Objective:
Lay out the lines of the material below as a numbered list, from the first line up to and including the line with "[[[216,221],[220,223],[228,222],[229,216],[228,215],[216,215]]]", skipping any blank lines.
BEGIN Data supplied
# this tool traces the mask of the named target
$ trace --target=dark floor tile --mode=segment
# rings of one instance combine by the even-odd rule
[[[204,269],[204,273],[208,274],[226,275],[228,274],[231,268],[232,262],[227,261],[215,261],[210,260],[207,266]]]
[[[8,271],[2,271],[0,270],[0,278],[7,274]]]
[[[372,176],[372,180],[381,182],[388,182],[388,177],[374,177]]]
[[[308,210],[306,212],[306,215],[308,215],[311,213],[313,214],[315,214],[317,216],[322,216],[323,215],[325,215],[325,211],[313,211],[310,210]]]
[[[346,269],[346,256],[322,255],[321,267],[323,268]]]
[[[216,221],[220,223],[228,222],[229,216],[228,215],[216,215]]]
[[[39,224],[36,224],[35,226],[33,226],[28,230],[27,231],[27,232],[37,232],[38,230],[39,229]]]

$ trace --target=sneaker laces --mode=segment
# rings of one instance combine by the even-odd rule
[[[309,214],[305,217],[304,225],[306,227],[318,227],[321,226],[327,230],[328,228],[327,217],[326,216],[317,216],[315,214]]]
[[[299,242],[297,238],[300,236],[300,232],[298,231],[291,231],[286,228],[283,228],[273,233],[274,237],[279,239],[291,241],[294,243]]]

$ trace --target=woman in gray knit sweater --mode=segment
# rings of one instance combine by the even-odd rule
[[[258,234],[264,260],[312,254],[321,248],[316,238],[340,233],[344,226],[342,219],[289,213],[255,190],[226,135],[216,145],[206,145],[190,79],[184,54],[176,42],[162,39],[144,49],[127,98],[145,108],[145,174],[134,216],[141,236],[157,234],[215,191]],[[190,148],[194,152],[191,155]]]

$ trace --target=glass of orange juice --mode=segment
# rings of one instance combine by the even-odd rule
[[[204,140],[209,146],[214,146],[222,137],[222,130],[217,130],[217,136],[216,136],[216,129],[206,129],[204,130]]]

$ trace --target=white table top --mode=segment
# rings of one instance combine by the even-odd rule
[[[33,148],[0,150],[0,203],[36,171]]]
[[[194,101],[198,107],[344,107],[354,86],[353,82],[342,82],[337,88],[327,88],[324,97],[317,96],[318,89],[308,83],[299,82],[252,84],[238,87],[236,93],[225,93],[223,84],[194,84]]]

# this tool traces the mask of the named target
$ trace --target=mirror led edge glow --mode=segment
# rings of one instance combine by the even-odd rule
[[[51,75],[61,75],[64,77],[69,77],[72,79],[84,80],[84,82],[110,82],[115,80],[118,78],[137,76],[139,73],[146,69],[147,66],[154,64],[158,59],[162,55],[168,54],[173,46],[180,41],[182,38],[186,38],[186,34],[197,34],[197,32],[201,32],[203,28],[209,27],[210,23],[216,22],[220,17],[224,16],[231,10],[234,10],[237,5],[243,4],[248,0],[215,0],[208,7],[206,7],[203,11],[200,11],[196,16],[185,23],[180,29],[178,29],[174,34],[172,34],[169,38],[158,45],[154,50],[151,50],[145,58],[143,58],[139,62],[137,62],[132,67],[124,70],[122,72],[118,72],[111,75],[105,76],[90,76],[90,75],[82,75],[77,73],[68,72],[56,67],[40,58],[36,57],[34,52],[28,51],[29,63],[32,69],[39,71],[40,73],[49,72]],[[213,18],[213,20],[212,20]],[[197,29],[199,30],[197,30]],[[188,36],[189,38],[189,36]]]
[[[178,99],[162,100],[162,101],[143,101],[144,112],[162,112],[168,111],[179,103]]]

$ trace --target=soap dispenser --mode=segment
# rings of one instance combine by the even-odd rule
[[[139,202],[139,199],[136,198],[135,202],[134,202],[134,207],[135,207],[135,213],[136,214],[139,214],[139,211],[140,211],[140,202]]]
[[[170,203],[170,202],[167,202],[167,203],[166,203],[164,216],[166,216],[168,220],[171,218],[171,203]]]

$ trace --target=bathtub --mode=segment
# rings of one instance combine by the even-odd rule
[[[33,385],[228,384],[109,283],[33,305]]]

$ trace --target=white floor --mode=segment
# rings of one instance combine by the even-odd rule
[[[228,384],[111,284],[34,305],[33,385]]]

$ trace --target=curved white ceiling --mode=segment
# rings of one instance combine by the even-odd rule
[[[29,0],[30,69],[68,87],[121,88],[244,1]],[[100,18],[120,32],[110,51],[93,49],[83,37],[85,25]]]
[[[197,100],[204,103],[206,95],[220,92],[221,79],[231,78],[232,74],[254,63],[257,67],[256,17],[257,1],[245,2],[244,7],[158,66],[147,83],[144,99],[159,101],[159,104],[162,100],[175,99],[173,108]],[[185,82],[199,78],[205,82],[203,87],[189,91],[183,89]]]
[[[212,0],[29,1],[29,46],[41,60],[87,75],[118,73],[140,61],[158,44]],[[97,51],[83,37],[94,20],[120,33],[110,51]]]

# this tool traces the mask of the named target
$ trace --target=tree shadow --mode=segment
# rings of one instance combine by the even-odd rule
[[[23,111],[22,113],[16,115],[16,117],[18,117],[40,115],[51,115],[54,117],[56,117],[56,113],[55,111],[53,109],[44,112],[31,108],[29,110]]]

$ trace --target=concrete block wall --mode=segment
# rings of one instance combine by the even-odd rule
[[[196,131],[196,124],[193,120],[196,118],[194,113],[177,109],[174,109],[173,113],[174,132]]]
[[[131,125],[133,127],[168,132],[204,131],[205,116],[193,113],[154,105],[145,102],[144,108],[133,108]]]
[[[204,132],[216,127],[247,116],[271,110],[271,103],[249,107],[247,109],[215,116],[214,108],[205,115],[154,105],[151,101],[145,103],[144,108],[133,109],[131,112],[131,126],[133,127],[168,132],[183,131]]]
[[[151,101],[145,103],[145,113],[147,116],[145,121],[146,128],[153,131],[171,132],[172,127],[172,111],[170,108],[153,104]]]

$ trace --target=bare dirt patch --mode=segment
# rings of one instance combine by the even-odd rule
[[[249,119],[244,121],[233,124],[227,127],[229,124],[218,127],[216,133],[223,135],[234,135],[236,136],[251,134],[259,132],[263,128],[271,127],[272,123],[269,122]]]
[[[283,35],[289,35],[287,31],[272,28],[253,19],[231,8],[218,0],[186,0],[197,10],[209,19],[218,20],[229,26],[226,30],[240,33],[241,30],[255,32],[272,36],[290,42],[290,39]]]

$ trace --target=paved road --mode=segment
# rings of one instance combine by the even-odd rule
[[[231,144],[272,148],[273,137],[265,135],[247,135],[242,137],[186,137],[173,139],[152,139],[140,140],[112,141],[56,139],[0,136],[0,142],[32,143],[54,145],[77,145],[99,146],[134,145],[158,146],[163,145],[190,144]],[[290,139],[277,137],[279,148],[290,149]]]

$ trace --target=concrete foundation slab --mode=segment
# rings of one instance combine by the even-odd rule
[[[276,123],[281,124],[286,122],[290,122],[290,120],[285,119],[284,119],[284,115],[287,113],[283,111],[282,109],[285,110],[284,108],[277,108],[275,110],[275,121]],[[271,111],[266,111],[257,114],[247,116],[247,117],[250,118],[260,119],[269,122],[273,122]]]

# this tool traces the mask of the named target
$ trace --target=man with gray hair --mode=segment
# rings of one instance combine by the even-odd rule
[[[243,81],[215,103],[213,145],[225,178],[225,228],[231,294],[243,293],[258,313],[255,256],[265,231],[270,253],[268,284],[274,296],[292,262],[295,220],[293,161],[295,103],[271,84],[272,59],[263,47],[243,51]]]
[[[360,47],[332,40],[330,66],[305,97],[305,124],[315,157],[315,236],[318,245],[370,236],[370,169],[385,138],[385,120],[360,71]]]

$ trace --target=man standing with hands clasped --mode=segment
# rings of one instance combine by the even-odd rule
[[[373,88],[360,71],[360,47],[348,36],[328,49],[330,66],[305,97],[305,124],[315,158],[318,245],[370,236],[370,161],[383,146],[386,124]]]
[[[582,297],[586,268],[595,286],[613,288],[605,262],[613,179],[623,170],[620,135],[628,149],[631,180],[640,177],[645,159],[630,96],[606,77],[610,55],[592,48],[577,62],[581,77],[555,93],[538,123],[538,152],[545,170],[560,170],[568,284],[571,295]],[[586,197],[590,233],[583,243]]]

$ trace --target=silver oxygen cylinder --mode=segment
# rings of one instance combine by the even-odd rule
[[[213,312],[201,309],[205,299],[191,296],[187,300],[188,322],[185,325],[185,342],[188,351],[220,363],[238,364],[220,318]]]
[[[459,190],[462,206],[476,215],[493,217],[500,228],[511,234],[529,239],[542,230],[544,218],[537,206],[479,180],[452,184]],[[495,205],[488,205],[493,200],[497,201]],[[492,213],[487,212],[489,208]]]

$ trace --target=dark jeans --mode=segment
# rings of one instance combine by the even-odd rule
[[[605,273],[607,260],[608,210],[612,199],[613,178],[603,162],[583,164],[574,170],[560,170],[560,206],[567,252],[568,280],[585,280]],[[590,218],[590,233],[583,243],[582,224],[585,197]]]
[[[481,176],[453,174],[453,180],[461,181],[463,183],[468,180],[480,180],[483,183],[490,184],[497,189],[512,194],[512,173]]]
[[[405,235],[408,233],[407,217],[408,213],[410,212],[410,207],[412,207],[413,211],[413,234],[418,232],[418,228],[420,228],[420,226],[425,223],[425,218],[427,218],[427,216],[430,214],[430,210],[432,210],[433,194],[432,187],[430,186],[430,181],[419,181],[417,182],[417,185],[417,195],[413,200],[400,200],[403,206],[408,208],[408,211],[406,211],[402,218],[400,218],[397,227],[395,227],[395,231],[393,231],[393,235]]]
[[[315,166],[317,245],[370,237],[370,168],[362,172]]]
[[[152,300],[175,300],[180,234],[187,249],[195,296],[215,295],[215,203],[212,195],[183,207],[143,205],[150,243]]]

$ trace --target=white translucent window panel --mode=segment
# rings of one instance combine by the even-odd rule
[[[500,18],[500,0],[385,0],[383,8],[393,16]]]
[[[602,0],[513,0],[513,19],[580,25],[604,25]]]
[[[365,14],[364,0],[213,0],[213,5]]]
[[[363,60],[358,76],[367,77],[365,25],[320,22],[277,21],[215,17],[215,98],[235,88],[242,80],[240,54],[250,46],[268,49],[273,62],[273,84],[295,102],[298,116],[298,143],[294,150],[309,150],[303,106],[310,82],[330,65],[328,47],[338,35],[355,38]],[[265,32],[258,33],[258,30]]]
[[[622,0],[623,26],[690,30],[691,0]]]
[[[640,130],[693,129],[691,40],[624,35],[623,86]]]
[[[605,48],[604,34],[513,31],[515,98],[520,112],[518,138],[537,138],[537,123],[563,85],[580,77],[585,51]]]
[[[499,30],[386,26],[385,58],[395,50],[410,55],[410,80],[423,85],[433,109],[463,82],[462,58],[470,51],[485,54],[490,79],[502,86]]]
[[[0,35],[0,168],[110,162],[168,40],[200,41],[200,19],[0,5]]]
END Data supplied
Expected answer:
1. # this tool traces the mask of the named target
2. $ trace --target=dark floor tile --mode=segment
3. # rings of one instance combine by the even-odd rule
4. [[[204,269],[204,273],[208,274],[226,275],[228,274],[231,268],[232,262],[227,261],[215,261],[210,260],[207,266]]]
5. [[[8,271],[2,271],[0,270],[0,278],[7,274]]]
6. [[[372,176],[372,180],[381,182],[388,182],[388,177],[374,177]]]
7. [[[308,210],[306,212],[306,215],[308,215],[311,213],[313,214],[315,214],[317,216],[322,216],[323,215],[325,215],[325,211],[313,211],[310,210]]]
8. [[[346,269],[346,256],[322,255],[321,267],[323,268]]]
9. [[[216,221],[220,223],[228,222],[229,216],[228,215],[216,215]]]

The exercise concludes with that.